(Collected data)
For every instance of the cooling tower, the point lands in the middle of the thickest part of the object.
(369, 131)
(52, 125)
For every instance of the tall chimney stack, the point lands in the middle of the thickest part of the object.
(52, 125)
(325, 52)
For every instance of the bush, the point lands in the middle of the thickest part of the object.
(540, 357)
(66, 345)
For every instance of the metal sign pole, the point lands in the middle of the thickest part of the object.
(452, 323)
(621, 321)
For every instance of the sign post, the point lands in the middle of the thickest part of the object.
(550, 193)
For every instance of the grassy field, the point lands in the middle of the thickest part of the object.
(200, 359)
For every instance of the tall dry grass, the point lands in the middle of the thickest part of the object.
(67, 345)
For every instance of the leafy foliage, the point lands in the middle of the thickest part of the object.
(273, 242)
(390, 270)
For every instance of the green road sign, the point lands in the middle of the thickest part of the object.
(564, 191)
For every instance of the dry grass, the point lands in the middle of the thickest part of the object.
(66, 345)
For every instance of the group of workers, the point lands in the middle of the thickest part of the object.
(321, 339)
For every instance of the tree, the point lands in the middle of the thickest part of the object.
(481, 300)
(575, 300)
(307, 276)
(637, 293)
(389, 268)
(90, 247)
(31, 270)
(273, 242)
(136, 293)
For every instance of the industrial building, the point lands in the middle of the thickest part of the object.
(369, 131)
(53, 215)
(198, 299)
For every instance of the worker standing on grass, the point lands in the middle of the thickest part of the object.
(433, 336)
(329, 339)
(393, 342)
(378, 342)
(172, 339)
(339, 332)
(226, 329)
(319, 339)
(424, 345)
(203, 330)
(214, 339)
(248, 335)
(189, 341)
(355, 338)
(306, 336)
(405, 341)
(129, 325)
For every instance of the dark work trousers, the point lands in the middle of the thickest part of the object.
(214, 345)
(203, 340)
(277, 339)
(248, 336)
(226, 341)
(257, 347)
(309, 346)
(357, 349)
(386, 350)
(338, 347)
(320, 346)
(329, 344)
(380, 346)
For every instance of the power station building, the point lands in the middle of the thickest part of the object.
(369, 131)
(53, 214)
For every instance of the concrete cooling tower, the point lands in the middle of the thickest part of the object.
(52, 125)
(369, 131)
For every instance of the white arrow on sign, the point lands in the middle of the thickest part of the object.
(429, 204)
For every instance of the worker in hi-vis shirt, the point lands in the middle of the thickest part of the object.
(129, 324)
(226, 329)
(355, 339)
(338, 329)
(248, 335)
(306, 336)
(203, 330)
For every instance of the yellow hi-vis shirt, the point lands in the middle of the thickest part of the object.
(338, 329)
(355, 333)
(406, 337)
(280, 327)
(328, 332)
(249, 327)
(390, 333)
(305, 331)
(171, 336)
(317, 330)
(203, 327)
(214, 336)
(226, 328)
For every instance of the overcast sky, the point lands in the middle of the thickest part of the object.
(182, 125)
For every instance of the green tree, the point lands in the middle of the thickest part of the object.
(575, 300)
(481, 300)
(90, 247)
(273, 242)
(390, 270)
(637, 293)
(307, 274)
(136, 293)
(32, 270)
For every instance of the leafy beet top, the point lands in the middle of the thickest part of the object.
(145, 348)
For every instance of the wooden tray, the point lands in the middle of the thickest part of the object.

What to produce:
The records above must be written out again exactly.

Response to this task:
For every instance of the cooling tower, the point lands in the middle of the thickest part of the object.
(369, 131)
(52, 125)
For every instance of the tall chimney stack, the point lands in the middle of the thickest part of the object.
(52, 125)
(325, 52)
For every instance of the bush, the point lands in the middle of the thickest part of the object.
(540, 357)
(66, 345)
For every instance of the metal sign pole, the point lands in the middle of the thickest part of the object.
(452, 323)
(621, 321)
For every instance of the sign post, the point lands in the middle of the thickest part of the object.
(550, 193)
For every instance of the grassy field, the point lands in the middle of the thickest part of the object.
(200, 359)
For every instance of the tall dry grass, the point lands in the middle of the thickest part of the object.
(67, 345)
For every instance of the leafy foliage, the point lands in the middle of the thickest part of the object.
(273, 242)
(390, 270)
For every instance of the green road sign, the point lands in the middle of the thickest part of the object.
(564, 191)
For every instance of the dry grass, the point lands in the middle of the thickest part of the object.
(66, 345)
For every instance of the group of workers, the point lands in the middle of the thickest part of the object.
(321, 339)
For every instance of the tree, the point lands in the middle of the thickest part of the object.
(481, 300)
(575, 300)
(307, 276)
(637, 293)
(389, 268)
(90, 247)
(31, 270)
(273, 242)
(136, 293)
For every instance of the industrial building, the point lands in the middle of the thickest part of the object.
(369, 131)
(53, 215)
(198, 299)
For every instance of the worker standing on grass, the point lands in the middle of the thickest part of the object.
(433, 336)
(329, 339)
(393, 342)
(378, 342)
(172, 339)
(339, 332)
(226, 329)
(319, 339)
(424, 345)
(203, 330)
(214, 339)
(248, 335)
(189, 341)
(355, 338)
(306, 336)
(405, 341)
(129, 325)
For every instance of the dark work trousers, the point lands in the middle of the thickest part of the object.
(214, 345)
(203, 340)
(277, 339)
(248, 336)
(226, 341)
(257, 347)
(309, 346)
(357, 349)
(386, 350)
(338, 347)
(320, 346)
(329, 344)
(380, 346)
For every instance of the power station building, the point lands in the middle of the thickest part of the object.
(369, 131)
(53, 214)
For every instance of the concrete cooling tower, the point lands in the middle of the thickest part of the object.
(52, 125)
(369, 131)
For every instance of the white arrow on sign, the point lands in the middle of the thickest part of the object.
(429, 204)
For every instance of the worker in hi-vis shirt, the point lands in the middle of the thickest part of the object.
(129, 324)
(226, 329)
(355, 339)
(338, 329)
(248, 335)
(306, 336)
(203, 330)
For every instance of the yellow hi-vis shirt, the point lands in the middle of the thickest part of the object.
(338, 329)
(355, 333)
(406, 337)
(280, 327)
(328, 332)
(249, 327)
(390, 333)
(305, 331)
(171, 336)
(317, 330)
(203, 327)
(214, 336)
(226, 328)
For every instance of the overcast sky, the point lands in the middle of the thickest part of the object.
(182, 125)
For every instance of the green tree, the point lands in the middle of the thickest part of the object.
(575, 300)
(481, 300)
(90, 247)
(273, 242)
(390, 270)
(637, 293)
(307, 274)
(136, 293)
(32, 270)
For every instance of the leafy beet top, the point lands in the middle of the thickest part of the object.
(145, 348)
For every instance of the wooden tray, the point lands in the middle of the thickest part of the object.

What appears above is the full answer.